● **RECORD SET**:
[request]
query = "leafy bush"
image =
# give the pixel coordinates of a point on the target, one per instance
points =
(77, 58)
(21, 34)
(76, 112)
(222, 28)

● **DESCRIPTION OF THE TASK**: Switch "leafy bush" to "green shrub" in these lines and give them again with nothing else changed.

● **COMPLETE OUTPUT**:
[request]
query = "green shrub"
image =
# give the pixel coordinates of a point on the target, one per instance
points =
(77, 58)
(21, 34)
(76, 112)
(222, 28)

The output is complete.